## [Activity]
Your answer should be one number, namely how many lines in the listing below include the word "Query".
■ ■ ■ ■
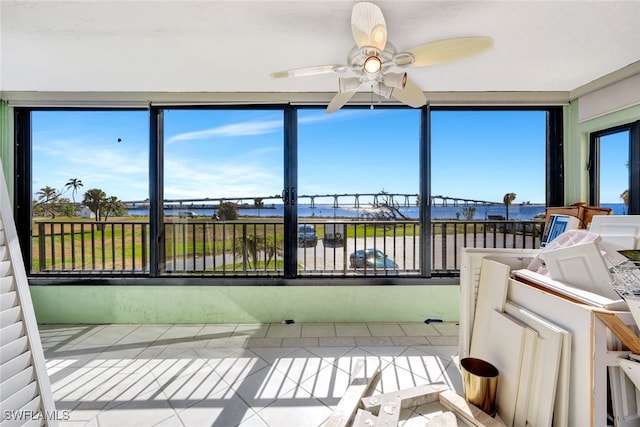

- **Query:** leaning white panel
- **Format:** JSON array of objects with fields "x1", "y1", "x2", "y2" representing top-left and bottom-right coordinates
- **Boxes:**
[
  {"x1": 459, "y1": 248, "x2": 539, "y2": 358},
  {"x1": 504, "y1": 301, "x2": 567, "y2": 427},
  {"x1": 0, "y1": 162, "x2": 58, "y2": 426}
]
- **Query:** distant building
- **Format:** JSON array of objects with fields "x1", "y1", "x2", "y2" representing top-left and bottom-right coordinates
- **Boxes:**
[{"x1": 79, "y1": 207, "x2": 93, "y2": 218}]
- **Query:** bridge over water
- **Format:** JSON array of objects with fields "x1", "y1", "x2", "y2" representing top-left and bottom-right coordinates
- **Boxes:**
[{"x1": 124, "y1": 193, "x2": 501, "y2": 210}]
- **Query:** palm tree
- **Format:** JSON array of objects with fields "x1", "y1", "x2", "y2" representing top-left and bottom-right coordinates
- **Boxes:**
[
  {"x1": 36, "y1": 186, "x2": 59, "y2": 203},
  {"x1": 83, "y1": 188, "x2": 106, "y2": 221},
  {"x1": 462, "y1": 206, "x2": 476, "y2": 220},
  {"x1": 621, "y1": 189, "x2": 629, "y2": 214},
  {"x1": 102, "y1": 196, "x2": 125, "y2": 221},
  {"x1": 64, "y1": 178, "x2": 83, "y2": 204},
  {"x1": 503, "y1": 192, "x2": 517, "y2": 220},
  {"x1": 234, "y1": 234, "x2": 283, "y2": 270},
  {"x1": 254, "y1": 198, "x2": 264, "y2": 217},
  {"x1": 35, "y1": 186, "x2": 61, "y2": 218}
]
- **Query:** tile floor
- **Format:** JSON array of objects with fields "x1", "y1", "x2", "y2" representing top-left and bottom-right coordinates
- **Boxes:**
[{"x1": 40, "y1": 322, "x2": 463, "y2": 427}]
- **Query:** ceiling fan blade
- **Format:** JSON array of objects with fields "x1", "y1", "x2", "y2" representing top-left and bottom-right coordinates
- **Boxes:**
[
  {"x1": 391, "y1": 78, "x2": 426, "y2": 108},
  {"x1": 271, "y1": 65, "x2": 346, "y2": 79},
  {"x1": 403, "y1": 36, "x2": 494, "y2": 67},
  {"x1": 327, "y1": 91, "x2": 357, "y2": 114},
  {"x1": 351, "y1": 2, "x2": 387, "y2": 51}
]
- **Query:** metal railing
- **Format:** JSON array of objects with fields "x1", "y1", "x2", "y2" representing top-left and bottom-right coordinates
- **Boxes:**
[
  {"x1": 32, "y1": 219, "x2": 544, "y2": 276},
  {"x1": 164, "y1": 221, "x2": 283, "y2": 275},
  {"x1": 35, "y1": 221, "x2": 149, "y2": 273}
]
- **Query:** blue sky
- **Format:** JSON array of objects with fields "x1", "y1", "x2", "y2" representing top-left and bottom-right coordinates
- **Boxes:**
[
  {"x1": 599, "y1": 131, "x2": 630, "y2": 203},
  {"x1": 31, "y1": 108, "x2": 629, "y2": 206}
]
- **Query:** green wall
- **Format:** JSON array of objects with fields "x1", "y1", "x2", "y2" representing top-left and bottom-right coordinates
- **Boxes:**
[
  {"x1": 14, "y1": 95, "x2": 640, "y2": 325},
  {"x1": 29, "y1": 284, "x2": 459, "y2": 324}
]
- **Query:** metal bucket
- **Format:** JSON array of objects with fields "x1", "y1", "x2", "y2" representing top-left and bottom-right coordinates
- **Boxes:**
[{"x1": 461, "y1": 357, "x2": 499, "y2": 416}]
■ ■ ■ ■
## [Finished exercise]
10